▸ PAGE TEXT:
────

Stephen Hawking, who died Wednesday at the age of 76, developed ALS at the age of 21 – meaning he lived for more than five decades with the disease.
The renowned scientist was very much the exception in this, as most people die within two to five years of diagnosis.
“We do have a few people who are living in Canada with the disease for around 25 years, but even that is very, very rare,” said Tammy Moore, CEO of ALS Canada.
ALS, or amyotrophic lateral sclerosis, is a progressive disease for which there is no cure. There are about 3,000 people in Canada living with ALS, with another 1,000 or so diagnosed every year. Unfortunately, about the same number die annually.
In its most common form, it often first shows up as muscle weakness, where people might start dropping things or tripping over their own feet.
WATCH: Stephen Hawking exceeded the expectations of doctors and lived to 76-years-old with ALS.
Moore’s cousin, who was diagnosed when he was 45, found that he was dropping his hockey stick. “As it moved its way in, he lost his ability to pick up a drink, to feed himself and then to be able to walk, and eventually affecting his ability to speak and to breathe.”
It’s a “progressive paralysis,” Moore said, and there are only very limited treatments available at the moment, though there are drugs being developed that give her hope. “But it’s likely to be a cocktail that’s going to be required because of the complexity of the disease, and will be very expensive.”

────

▸ TASK TO CARRY OUT:
Extend the news piece on Stephen Hawking and ALS with the passage that would follow its last sentence.

────

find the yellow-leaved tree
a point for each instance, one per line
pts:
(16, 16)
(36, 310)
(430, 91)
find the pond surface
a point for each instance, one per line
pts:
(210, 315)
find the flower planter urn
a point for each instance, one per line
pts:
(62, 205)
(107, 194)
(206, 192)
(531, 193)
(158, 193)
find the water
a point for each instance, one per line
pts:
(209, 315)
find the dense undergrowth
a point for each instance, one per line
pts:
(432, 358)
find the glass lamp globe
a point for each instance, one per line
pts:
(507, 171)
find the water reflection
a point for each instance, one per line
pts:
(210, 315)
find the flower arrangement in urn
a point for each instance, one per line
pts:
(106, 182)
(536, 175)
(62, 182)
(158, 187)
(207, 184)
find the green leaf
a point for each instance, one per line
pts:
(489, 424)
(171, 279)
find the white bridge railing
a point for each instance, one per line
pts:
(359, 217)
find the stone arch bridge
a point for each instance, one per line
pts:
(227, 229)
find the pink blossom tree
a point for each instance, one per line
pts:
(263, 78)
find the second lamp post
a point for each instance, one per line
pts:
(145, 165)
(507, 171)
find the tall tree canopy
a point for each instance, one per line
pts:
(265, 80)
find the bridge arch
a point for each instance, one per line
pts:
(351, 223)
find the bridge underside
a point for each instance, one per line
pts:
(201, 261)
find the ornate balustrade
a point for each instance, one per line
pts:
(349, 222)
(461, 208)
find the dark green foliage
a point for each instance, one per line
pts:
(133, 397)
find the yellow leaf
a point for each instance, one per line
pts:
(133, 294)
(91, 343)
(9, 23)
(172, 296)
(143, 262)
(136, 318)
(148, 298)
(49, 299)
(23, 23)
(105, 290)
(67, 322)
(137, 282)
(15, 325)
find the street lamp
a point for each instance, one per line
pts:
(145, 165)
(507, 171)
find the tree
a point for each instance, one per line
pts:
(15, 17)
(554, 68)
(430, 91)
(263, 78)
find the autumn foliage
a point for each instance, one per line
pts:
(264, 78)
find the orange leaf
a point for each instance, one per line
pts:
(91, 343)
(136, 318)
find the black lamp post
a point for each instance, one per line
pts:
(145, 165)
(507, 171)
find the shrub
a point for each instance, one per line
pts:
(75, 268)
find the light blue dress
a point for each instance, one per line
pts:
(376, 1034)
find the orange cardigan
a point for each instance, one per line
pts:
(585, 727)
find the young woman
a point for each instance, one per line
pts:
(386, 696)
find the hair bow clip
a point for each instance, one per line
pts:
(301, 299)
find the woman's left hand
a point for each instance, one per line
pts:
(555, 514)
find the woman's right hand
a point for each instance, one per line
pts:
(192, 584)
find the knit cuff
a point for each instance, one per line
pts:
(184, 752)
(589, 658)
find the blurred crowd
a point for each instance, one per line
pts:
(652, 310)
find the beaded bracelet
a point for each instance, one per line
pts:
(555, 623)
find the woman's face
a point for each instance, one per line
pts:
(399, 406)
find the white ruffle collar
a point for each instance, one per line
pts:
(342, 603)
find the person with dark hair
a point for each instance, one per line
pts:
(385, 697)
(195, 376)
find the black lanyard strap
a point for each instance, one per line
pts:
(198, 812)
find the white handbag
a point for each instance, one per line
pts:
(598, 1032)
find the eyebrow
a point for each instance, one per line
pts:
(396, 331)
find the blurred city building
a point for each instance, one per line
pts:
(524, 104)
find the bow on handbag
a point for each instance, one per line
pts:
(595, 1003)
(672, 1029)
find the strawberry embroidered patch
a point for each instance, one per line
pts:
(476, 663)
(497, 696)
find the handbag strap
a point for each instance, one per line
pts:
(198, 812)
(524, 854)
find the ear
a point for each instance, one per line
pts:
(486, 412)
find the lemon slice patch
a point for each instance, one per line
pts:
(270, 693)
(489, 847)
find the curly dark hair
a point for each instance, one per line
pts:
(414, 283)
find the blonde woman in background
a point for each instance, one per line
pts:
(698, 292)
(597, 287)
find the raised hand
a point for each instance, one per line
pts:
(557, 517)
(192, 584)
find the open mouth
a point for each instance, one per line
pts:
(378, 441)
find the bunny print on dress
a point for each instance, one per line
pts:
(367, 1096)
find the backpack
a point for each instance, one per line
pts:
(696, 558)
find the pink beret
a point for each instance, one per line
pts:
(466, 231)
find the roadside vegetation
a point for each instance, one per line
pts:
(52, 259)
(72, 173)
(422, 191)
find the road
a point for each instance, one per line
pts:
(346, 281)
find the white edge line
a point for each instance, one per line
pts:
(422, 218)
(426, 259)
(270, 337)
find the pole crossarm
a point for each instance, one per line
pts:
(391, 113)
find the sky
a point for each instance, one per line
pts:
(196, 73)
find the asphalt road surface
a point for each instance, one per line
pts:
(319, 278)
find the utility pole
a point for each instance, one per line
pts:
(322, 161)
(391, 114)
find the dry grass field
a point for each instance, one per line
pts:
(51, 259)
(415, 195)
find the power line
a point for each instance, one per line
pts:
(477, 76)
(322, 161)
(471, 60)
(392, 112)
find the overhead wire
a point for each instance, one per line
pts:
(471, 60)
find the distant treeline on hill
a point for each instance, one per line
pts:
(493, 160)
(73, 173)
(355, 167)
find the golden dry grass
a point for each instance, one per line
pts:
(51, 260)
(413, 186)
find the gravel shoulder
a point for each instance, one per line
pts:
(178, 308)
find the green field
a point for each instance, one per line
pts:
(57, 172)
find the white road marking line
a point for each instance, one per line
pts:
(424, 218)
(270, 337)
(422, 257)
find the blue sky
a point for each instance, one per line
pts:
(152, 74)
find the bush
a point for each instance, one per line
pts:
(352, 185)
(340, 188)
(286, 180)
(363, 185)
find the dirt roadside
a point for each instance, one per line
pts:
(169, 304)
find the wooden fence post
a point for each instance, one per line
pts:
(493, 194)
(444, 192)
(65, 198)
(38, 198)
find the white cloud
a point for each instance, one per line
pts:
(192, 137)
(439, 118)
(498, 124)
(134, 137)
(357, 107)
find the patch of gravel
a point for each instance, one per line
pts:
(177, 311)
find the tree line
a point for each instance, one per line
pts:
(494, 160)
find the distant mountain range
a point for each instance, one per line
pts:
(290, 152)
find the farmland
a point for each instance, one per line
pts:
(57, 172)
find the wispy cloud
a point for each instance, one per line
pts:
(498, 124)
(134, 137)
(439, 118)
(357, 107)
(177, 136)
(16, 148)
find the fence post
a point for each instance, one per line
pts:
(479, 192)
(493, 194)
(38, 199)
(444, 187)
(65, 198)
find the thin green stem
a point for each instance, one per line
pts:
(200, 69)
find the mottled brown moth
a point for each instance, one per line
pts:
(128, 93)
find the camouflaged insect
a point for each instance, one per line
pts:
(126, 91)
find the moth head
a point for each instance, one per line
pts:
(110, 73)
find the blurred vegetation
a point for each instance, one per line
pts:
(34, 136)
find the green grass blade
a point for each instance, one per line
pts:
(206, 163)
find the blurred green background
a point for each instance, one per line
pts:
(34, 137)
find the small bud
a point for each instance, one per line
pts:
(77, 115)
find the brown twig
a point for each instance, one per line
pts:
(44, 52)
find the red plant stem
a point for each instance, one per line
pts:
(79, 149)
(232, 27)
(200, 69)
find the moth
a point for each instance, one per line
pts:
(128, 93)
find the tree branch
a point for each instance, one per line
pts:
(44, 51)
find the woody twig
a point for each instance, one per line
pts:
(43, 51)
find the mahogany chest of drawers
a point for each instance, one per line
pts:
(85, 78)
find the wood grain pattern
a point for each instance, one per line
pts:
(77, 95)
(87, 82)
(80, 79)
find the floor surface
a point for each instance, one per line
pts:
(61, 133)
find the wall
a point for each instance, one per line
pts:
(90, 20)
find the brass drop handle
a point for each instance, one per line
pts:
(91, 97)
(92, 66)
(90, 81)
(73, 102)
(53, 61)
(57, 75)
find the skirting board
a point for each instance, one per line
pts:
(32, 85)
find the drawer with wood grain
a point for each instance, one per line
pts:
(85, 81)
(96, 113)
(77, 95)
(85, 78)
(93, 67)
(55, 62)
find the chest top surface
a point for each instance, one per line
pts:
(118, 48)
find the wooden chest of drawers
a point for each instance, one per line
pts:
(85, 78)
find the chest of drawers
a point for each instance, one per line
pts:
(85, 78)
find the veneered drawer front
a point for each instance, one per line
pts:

────

▸ OUTPUT OF THE TASK:
“We do see people with longevity,” Moore said. “But we also have to keep in mind that often those people also have a lot of assistive devices that enable them to have longevity or help them with that.”
Although his disease progressed very slowly, Hawking also benefited from quality care and assistive technology.
He had a tracheostomy in the 1980s after a bout of pneumonia, which left him breathing through a tube. After he and his first wife divorced, his nursing care was covered by a grant from the United States. He was in a motorized wheelchair most of his life.
In the last few years of Hawking’s life, the only thing connecting the brilliant physicist to the outside world was a couple of inches of frayed nerve in his cheek.
As slowly as a word per minute, Stephen Hawking used the twitching of the muscle under his right eye to grind out his thoughts on a custom-built computer, which could also speak for him.
WATCH: In this interview from 2017, Stephen Hawking said he was looking forward to a space trip with Richard Branson
Access to such communication devices makes a big difference to people living with ALS, Moore said. “You can appreciate that without eye-gaze technology that Stephen Hawking was using, he wouldn’t have been able to communicate to the outside world whatsoever.”
“So if someone’s in need of a medical intervention, for instance, I could be sitting beside you and choking to death – I couldn’t tell you unless I had my eye-gaze technology set up.”
In over half of ALS cases, like Hawking’s, individuals have no cognitive impairment as a result of the disease. “So someone is fully cognizant, fully able to feel but unable to move their body,” Moore said.
The types of assistance provided vary widely across Canada, she said. She also believes that there needs to be more research into the disease to understand why it progresses so slowly in some people, like Hawking, and so quickly in others.
To people living with ALS, Hawking was a source of inspiration.
“I was diagnosed at the age of 22, Professor Hawking at the age of 21,” said Eddy Lefrançois, who was diagnosed with ALS 25 years ago.
“At the time of my diagnosis, he had already been living with ALS for 25 years. He inspired me with his continued achievements, even though he was living with ALS. ALS did affect his body, but not his ability to think.”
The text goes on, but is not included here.